* begin Supplied material *

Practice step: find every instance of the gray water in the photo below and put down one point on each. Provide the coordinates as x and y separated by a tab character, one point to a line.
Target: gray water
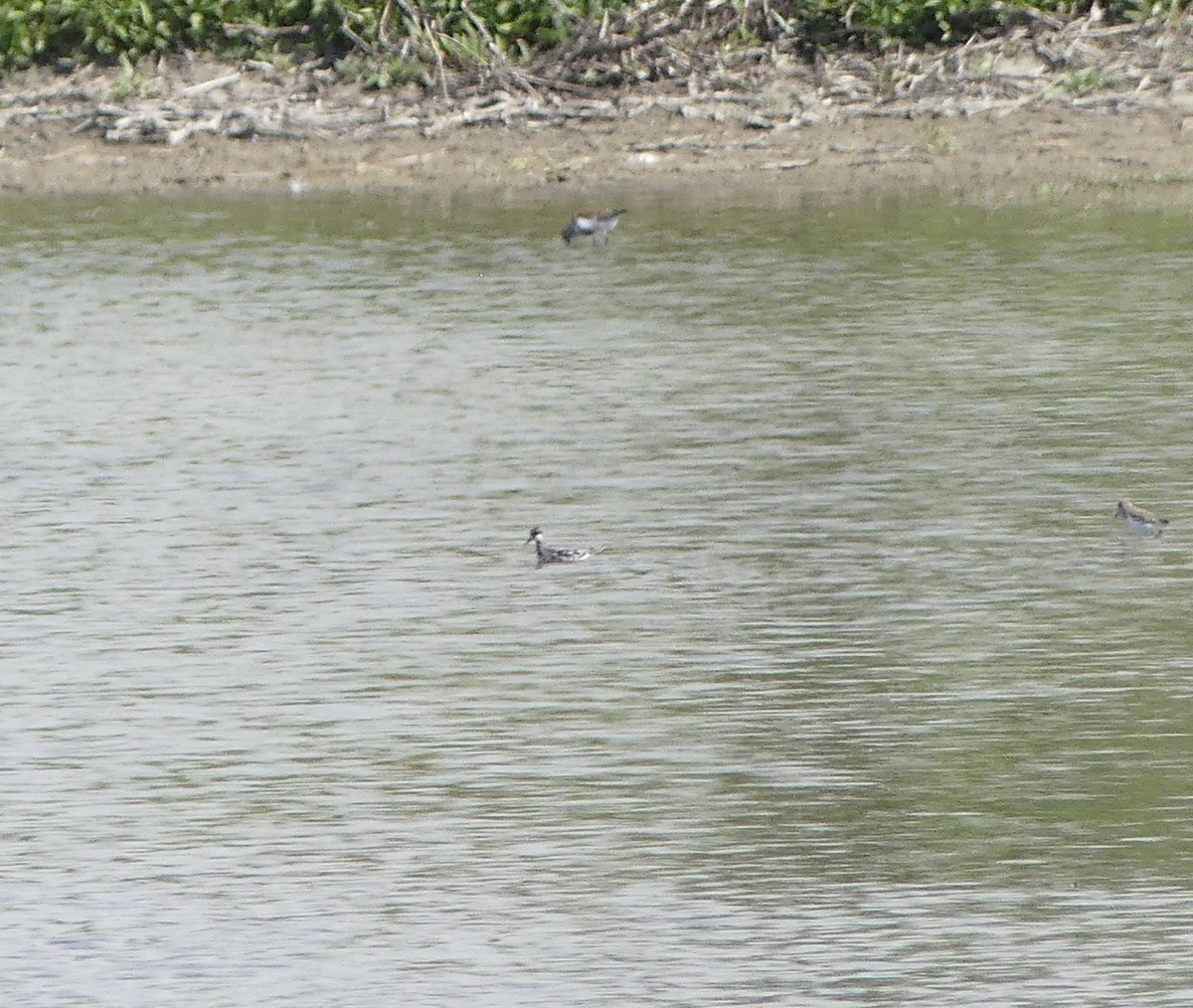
866	701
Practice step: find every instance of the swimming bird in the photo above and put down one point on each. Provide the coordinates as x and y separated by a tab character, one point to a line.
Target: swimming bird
1139	519
553	555
590	222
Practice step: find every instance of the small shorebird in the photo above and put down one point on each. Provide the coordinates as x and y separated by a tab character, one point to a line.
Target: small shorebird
553	555
596	224
1139	519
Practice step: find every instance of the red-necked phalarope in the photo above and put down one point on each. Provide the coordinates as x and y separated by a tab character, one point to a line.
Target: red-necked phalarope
552	555
596	224
1139	519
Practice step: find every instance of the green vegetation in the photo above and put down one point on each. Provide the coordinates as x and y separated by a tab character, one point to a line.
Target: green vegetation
392	42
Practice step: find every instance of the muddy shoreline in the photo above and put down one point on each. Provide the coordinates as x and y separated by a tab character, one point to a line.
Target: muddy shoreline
1006	128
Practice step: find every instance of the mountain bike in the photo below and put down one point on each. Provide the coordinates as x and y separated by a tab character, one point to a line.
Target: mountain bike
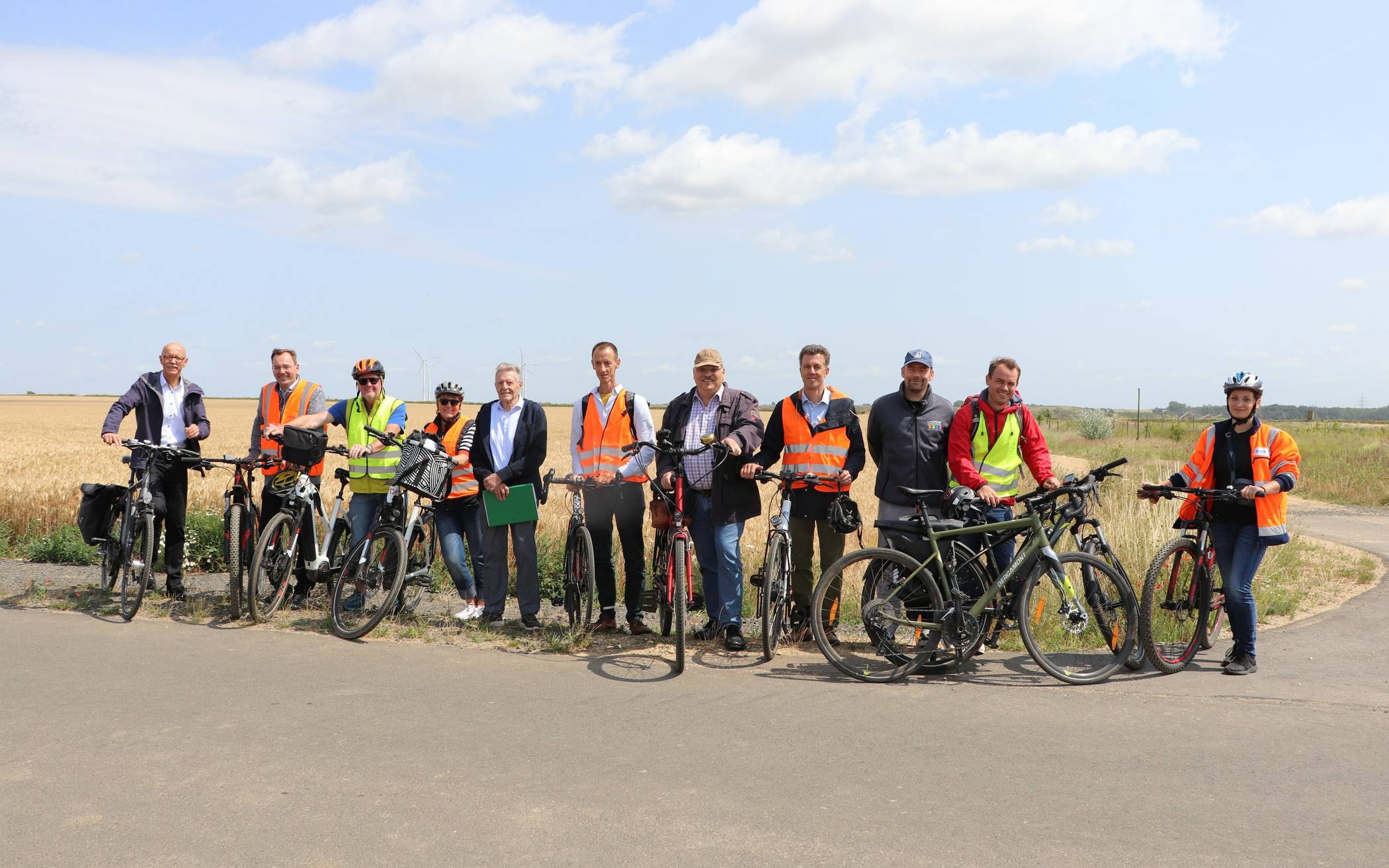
128	547
578	552
673	576
773	578
1183	610
1077	632
276	547
241	518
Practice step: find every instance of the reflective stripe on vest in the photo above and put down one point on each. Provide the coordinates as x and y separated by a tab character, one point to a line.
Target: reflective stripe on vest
1001	464
296	403
804	452
464	484
371	474
601	445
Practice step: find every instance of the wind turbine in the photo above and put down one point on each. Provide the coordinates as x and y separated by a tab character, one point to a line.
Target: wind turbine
425	395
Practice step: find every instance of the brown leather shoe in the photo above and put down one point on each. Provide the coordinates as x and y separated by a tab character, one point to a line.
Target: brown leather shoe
606	624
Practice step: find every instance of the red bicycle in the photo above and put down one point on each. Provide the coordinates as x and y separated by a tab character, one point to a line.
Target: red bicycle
673	574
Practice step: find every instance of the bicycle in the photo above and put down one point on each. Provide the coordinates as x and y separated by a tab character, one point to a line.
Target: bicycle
773	578
1075	637
276	547
392	567
1181	609
241	517
673	576
130	549
578	552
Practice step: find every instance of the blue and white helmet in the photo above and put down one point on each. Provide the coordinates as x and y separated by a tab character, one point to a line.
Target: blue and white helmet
1243	379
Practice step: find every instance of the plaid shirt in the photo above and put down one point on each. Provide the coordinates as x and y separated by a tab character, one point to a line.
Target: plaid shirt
699	470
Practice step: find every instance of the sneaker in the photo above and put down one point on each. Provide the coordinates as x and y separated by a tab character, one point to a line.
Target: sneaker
1242	666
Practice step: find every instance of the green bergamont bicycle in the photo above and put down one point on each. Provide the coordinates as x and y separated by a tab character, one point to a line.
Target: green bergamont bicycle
1077	614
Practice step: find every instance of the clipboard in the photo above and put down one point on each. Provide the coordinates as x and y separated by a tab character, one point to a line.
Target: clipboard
520	506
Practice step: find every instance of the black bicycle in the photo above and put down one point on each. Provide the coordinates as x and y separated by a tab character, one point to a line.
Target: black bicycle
578	552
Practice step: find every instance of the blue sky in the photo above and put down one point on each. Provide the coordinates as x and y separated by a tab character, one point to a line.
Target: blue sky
1120	194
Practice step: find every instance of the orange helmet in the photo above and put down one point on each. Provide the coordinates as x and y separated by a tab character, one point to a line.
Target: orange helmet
368	366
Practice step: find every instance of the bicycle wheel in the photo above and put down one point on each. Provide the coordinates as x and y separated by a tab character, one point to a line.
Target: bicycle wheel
232	552
370	582
1078	635
273	566
138	563
1092	547
420	550
679	572
578	578
1171	614
864	589
771	599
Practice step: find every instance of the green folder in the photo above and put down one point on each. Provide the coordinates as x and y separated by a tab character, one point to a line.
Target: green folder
519	506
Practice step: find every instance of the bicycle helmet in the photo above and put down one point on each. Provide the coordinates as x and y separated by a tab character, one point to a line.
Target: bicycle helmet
1243	379
368	366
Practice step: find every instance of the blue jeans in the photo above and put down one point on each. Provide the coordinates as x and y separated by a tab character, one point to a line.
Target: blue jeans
457	520
1238	555
720	560
362	512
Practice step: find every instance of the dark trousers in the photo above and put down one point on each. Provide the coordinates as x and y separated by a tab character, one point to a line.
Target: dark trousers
169	496
627	504
270	506
495	571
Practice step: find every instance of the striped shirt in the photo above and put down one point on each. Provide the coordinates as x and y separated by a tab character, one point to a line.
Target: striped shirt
699	470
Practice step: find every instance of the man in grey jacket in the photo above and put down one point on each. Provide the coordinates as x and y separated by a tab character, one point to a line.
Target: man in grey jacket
907	435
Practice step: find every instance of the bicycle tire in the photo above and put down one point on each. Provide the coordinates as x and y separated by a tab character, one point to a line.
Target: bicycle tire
135	571
420	553
1092	547
1171	617
679	574
378	564
1078	648
870	651
578	580
273	566
235	566
773	595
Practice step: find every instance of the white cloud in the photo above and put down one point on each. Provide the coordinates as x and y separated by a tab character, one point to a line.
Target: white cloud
702	173
1068	212
626	142
352	196
1099	247
785	53
1366	217
817	246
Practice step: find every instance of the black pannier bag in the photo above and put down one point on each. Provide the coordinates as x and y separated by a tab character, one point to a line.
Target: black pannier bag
98	510
303	446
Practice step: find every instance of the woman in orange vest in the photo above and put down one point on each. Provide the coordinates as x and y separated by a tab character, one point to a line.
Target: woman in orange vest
1263	463
460	514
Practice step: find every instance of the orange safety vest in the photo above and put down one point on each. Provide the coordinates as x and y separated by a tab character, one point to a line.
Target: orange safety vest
823	452
601	445
273	414
1274	452
464	484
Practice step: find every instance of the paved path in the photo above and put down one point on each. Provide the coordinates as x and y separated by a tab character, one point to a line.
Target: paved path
157	742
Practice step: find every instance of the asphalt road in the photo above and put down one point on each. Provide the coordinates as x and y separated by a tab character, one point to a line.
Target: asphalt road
165	743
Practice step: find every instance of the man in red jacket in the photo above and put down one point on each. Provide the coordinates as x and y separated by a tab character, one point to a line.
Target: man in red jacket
992	435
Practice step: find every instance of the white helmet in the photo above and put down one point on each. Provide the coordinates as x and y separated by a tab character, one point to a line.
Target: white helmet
1243	379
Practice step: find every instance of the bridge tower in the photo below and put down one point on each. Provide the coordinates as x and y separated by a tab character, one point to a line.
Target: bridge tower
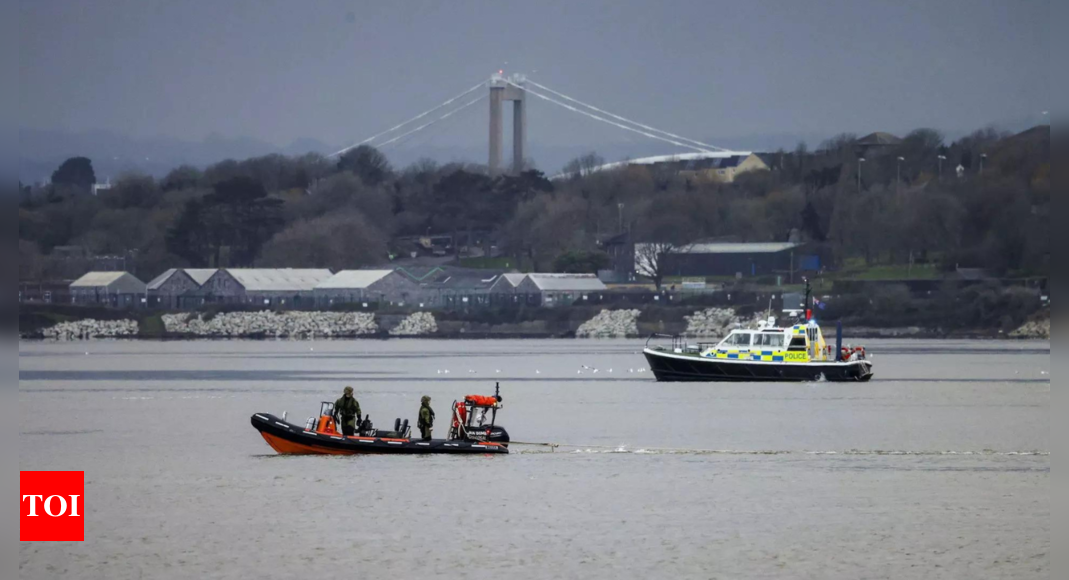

* end Supplied material *

Extract from the records above every line that contains the word "leather".

(Response to this task):
Practice step: find every instance of the brown leather shoe in the photo above and put down one point on each. Provide the coordinates as x and y separated by a tab character, one point to a line.
Target: brown leather shoe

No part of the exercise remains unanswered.